◆ Stated goal ◆
Reproduce every line of the items below without any changes, keeping each coordinate pair in its original order.

◆ Supplied records ◆
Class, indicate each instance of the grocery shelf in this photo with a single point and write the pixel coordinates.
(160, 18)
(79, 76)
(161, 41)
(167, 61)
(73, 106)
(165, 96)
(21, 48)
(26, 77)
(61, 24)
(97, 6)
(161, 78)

◆ Answer for the task ◆
Class, indicate each instance of the grocery shelf in this photo with a single point and write the pixel coordinates.
(160, 18)
(79, 76)
(161, 41)
(167, 61)
(73, 106)
(165, 96)
(21, 48)
(26, 77)
(61, 24)
(97, 6)
(161, 78)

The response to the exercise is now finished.